**PODANY TEKST:**
☆ ☆ ☆ ☆ ☆
Ja sie z drugiego wyleczylam. Maz by chcial, ale jak pomysle, ze moglby sie trafic placzliwy czy marudny egzemplarz to wyladowalabym u czubkow albo w wiezieniu... nie zartuje  😁

Idze w Cybexie nigdy glowa nie opadla, ale ja mam go na pasach i troche jednak przechylam, nie lezy tak jak niby powinien. Ale Sirona czy ten "moj" maxi cosi fajnie sie przesuwaja i mysle ze sa wygodne do dluzszej jazdy czy spania.
efka Jej jak miło to słyszeć 🙂 Będę żyła tą myślą zatem, że wcale nie musi to być prawie dwa miesiące  😅 🏇
Wizja   Skąd wziąć siłę do dalszej walki...?
☆ ☆ ☆ ☆ ☆
Zapisy danych
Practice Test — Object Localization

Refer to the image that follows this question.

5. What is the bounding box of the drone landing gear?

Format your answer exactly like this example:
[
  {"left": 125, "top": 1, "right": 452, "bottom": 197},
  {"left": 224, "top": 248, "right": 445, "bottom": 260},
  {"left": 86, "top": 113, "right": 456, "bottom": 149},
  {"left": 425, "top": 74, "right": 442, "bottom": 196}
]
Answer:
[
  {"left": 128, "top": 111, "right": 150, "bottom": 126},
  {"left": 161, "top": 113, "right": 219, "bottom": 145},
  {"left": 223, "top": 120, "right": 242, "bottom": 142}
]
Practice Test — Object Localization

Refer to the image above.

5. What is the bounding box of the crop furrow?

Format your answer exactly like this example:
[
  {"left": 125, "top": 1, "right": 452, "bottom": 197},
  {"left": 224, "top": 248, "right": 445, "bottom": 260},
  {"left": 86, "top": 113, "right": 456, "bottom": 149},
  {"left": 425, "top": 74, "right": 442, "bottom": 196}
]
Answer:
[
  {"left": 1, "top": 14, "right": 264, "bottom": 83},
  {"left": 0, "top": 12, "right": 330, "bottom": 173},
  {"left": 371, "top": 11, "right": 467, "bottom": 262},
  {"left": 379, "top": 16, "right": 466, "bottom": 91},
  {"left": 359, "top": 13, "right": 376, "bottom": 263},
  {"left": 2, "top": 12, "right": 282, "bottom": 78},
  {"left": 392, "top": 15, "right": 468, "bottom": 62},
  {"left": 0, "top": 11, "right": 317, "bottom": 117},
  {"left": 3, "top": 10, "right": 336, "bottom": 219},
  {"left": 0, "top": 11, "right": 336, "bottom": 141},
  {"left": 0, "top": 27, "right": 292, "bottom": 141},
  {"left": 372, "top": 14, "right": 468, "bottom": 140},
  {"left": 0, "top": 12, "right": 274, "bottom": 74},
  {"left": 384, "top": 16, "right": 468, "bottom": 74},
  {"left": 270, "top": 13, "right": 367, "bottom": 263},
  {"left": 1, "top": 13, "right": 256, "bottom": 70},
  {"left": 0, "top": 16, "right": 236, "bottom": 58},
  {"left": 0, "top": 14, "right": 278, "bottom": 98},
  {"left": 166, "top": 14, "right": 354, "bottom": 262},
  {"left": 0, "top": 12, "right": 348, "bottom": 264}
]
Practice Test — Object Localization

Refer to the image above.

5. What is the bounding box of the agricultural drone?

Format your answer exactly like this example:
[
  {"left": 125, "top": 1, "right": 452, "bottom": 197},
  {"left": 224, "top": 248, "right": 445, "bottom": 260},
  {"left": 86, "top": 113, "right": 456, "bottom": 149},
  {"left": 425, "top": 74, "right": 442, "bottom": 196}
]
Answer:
☆ ☆ ☆ ☆ ☆
**DO WYKONANIA:**
A. Odpowiedz krótko na pytania do tekstu z forum:
(i) Gdzie, według pierwszej wypowiedzi, wylądowałaby osoba pisząca, gdyby trafił się płaczliwy lub marudny egzemplarz?
(ii) W którym foteliku Idze nigdy nie opadła głowa?
(iii) Które foteliki, zdaniem piszącej osoby, fajnie się przesuwają?
B. Wyjaśnij w jednym do trzech zdań, dlaczego w pierwszej wypowiedzi z tekstu z forum osoba pisząca nie chce drugiego dziecka, choć mąż by chciał.
C. Napisz dalszy ciąg tekstu z forum od miejsca, w którym się kończy.
Pozycje nie mają żadnego związku z tekstem z forum.

**ODPOWIEDZI:**
A.
(i) U czubków albo w więzieniu.
(ii) W Cybexie.
(iii) Sirona i „mój” maxi cosi.

B. Obawia się, że mógłby trafić się płaczliwy albo marudny egzemplarz. Wtedy, jak pisze, wylądowałaby u czubków albo w więzieniu.

C.
01 listopada 2016 19:47
Kejsa - wrocilam fi regularnych treningów po 4 tyg od porodu naturalnego. Da sie. Tylko trzeba chcieć. Choc swego czasu jakas zdesperowana mamusia stad probowala mi udowodnić ze sie nie da
Pandurska, nerechta jak dobrze, że ktoś o tym pisze! Mały od miesiąca ma jakiś kryzys i jęczy, jęczy, jęczy a ja wychodzę z siebie. Zwłaszcza jak przy usypianiu przykładowo płacze mi 25 minut ciągiem niezależnie od tego co robię a przychodzi mąż i po 5 minutach dziecko śpi. I chociaż mam luksusową sytuację bo obie babcie są na miejscu chętne przygarnąć go zawsze i wszędzie to w ogóle nie odpoczywam psychicznie wychodząc z domu nawet na parę godzin. W sumie najbardziej odpoczęłam dzisiaj siedząc z nim w domu kiedy pierwszy raz od nie wiem kiedy potrafił siąść i zająć się sobą przez kilka chwil.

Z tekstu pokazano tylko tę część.